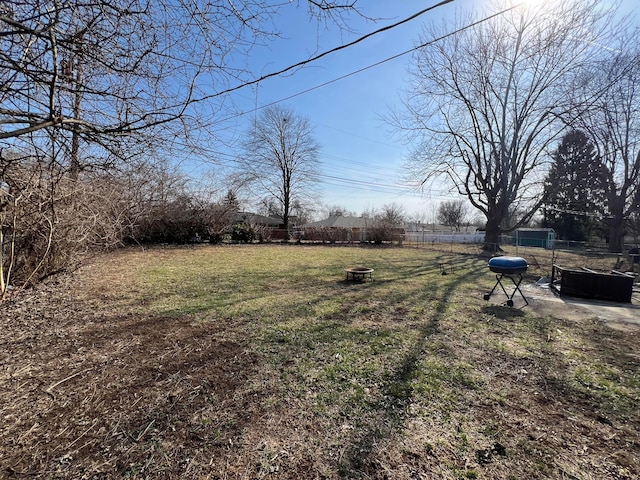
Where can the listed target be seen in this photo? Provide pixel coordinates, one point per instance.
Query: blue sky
(360, 157)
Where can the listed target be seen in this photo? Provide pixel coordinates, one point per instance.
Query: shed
(534, 237)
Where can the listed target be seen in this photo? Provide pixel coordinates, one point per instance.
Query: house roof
(339, 222)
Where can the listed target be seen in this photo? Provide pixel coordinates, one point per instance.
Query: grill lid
(507, 264)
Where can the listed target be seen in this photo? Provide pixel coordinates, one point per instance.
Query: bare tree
(612, 121)
(281, 158)
(484, 103)
(92, 72)
(337, 211)
(452, 213)
(87, 86)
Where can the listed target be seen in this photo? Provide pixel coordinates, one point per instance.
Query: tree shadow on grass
(392, 411)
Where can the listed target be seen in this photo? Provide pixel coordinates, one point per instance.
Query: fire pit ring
(359, 273)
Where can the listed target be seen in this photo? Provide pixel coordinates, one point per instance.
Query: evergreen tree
(573, 188)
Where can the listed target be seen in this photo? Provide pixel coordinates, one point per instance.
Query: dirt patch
(88, 395)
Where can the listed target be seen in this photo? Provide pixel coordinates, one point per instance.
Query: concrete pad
(621, 316)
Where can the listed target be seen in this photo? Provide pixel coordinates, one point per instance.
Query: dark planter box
(588, 284)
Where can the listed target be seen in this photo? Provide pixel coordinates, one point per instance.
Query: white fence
(431, 237)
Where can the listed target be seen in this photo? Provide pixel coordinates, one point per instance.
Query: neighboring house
(337, 229)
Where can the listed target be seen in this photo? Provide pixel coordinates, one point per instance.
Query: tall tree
(574, 194)
(281, 158)
(612, 119)
(484, 102)
(85, 75)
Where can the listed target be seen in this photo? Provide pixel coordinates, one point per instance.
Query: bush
(242, 233)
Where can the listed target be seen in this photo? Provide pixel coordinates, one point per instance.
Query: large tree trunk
(616, 233)
(492, 235)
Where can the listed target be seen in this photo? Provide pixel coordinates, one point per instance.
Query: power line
(360, 70)
(327, 52)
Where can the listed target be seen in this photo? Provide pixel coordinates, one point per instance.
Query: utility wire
(360, 70)
(328, 52)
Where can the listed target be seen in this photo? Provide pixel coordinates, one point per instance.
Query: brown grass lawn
(263, 362)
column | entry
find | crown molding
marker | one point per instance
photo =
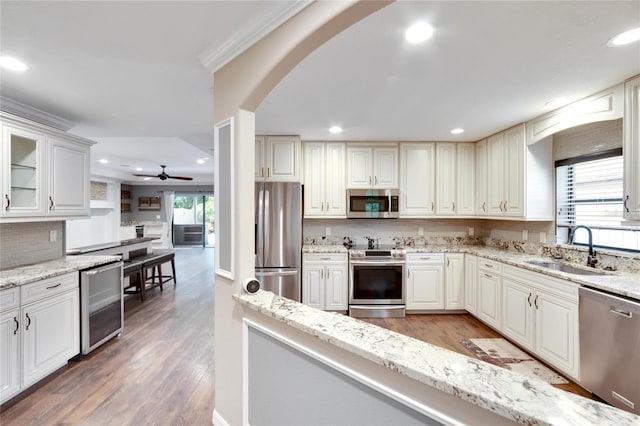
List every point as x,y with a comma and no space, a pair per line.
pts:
216,58
34,114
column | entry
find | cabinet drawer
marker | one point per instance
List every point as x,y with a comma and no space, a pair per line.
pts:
324,257
48,287
9,298
490,265
425,257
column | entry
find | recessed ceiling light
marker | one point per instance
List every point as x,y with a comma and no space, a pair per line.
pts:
625,38
12,64
418,32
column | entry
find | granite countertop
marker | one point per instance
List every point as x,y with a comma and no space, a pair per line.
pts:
29,273
504,392
621,283
104,246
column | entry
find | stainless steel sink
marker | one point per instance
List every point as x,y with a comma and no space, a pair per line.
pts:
563,267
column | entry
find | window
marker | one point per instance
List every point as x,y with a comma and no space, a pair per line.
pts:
589,192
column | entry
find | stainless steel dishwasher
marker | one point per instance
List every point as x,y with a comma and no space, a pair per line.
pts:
610,348
101,305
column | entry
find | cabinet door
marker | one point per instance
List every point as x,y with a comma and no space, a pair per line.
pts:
514,166
23,154
9,354
385,167
518,312
631,148
471,283
260,171
425,286
557,332
314,179
68,179
282,158
454,281
417,180
336,287
335,191
465,179
51,335
445,179
359,167
313,284
481,178
496,175
489,298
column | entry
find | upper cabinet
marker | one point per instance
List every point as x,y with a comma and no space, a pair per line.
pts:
372,167
277,158
515,180
324,170
45,172
417,179
631,149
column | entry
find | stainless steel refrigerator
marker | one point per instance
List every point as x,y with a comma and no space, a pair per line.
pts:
278,229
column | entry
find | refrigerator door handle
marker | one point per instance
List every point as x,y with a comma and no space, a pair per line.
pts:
267,225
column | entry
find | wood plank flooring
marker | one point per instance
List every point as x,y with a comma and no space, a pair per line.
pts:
447,330
160,371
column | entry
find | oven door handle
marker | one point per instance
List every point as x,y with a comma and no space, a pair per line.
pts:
377,262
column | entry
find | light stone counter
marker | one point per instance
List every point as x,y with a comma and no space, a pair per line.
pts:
30,273
504,392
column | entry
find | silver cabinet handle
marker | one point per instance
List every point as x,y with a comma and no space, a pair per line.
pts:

### Task details
Every entry should be returned exactly as written, minus the pictures.

### Answer to the exercise
Where can the listed target be seen in this photo? Provide pixel coordinates, one point per instance.
Query: blue sky
(360, 157)
Where can the listed target be seen in this photo? Provide pixel coordinates, one point per instance.
Query: shed
(534, 237)
Where can the listed target be seen in this photo? Provide pixel coordinates, one point per instance.
Query: house roof
(339, 222)
Where can the listed target be seen in this photo? Provide pixel coordinates, one point per instance.
Query: grill lid
(507, 264)
Where can the listed target be seen in this photo? Provide pixel coordinates, one point per instance.
Query: bare tree
(612, 121)
(281, 158)
(484, 103)
(92, 72)
(337, 211)
(452, 213)
(87, 86)
Where can the listed target be seen in this photo? Provide pixel coordinates, one point per instance.
Query: tree shadow on grass
(392, 411)
Where can the listed target be seen in this photo? Provide pixel coordinates, one point per instance.
Query: fire pit ring
(359, 273)
Where can the listed target be seen in this photo? Provide pixel coordinates, one point per instance.
Query: evergreen tree
(573, 188)
Where can the listed target be seen in this photo? Provide pixel coordinates, one point per instance.
Query: dirt patch
(88, 395)
Where can the listed target be seen in this photo? Provide pixel coordinates, one point per instance.
Query: concrete pad
(621, 316)
Where can the listed target be seen in this photo? Provide pixel coordinates, one point per instance.
Query: dark planter box
(588, 284)
Where can the listed target be seen in this photo? Provide pixel coordinates, one point per instance.
Query: white fence
(431, 237)
Where can the listed target be seen in this photo? Provide pixel coordinates, one point per instance.
Query: neighboring house
(337, 229)
Where can the listed target be seen in this photo? Provide pixel coordinates, one point per instance.
Query: tall tree
(574, 194)
(281, 158)
(612, 119)
(484, 102)
(85, 75)
Where can the listed target be seen in this photo? Provide pixel coordinates, one point per instance.
Query: bush
(242, 233)
Where can the listed target be seen in this photo? Provide pixel coordinates, one point per instance.
Query: large tree trunk
(616, 233)
(492, 235)
Where can the listed target be seen in this photo? Provide pixel coordinates, one point per instance.
Query: power line
(360, 70)
(327, 52)
Where can the listed target be seen in this photo? Provide pixel coordinates, one point per instance.
Query: utility wire
(360, 70)
(328, 52)
Where can the listed target be seen in this photo? Provide pixel coordinates, one point per instance.
Query: brown grass lawn
(263, 362)
column | entry
find | crown molding
marker | one point per instance
photo =
List every point as x,y with a comma and no space, a pair per line.
pts:
216,58
34,114
column | entry
find | cabinet drawer
marker | one point per instance
List every point as x,y with a comma and no space, a pair per line.
pts:
324,257
48,287
9,298
490,265
425,257
column | entry
find | recessed ceiling light
marker | one point per instance
List every point as x,y with a comma and no space, a pair per line.
pts:
625,38
12,64
418,32
column | entry
find | granite countertop
marker | one point per instance
List every point as x,y with a comma and no space, a pair per line.
pts:
29,273
504,392
621,283
104,246
column | entry
find | stainless steel sink
marker | one point per instance
List every point as x,y with a comma and no space, a pair per line.
pts:
563,267
column | entry
find | window
marker | one point per instance
List every point as x,y with a comma and no space, a pair per line.
pts:
589,192
column | entry
find | stainless steel dishwasher
marker | one point per instance
List every point as x,y with a comma and no space, a pair per line.
pts:
610,348
101,305
column | entry
find | cabinet door
marker | one point per instance
List every point as x,y with a comma and no space, a pair per line.
pts:
514,166
23,154
9,354
385,167
518,312
631,148
471,283
260,171
425,286
557,332
314,179
68,179
282,158
454,281
417,180
336,287
335,191
465,179
51,335
445,179
359,167
313,284
481,178
496,175
489,298
column | entry
find | upper cabinet
marker | one point per instance
List every point as x,y with a comma and no space, a pair per line.
pts:
372,167
277,158
515,180
324,170
45,172
417,179
631,149
column | entry
find | stainless steel refrigerator
marker | one point per instance
List every point as x,y with a comma and no space, a pair per line.
pts:
278,229
column | entry
find | refrigerator door handle
marker | one point per instance
List every point as x,y with a comma and no space, a pair per line.
pts:
267,225
column | entry
find | wood plank flooring
marker | one point per instance
List every point as x,y with a comma and no space, a pair per line.
pts:
447,330
160,371
column | entry
find | oven door handle
marker | one point per instance
List every point as x,y with a comma and no space, a pair per line.
pts:
377,262
column | entry
find | light stone counter
marker | one point per instance
List every point as x,y with a comma and no space, a pair per line.
pts:
30,273
504,392
column | entry
find | silver cabinet handle
marker | one point per instance
List every point as x,y with a comma and no space, a pair per line.
pts:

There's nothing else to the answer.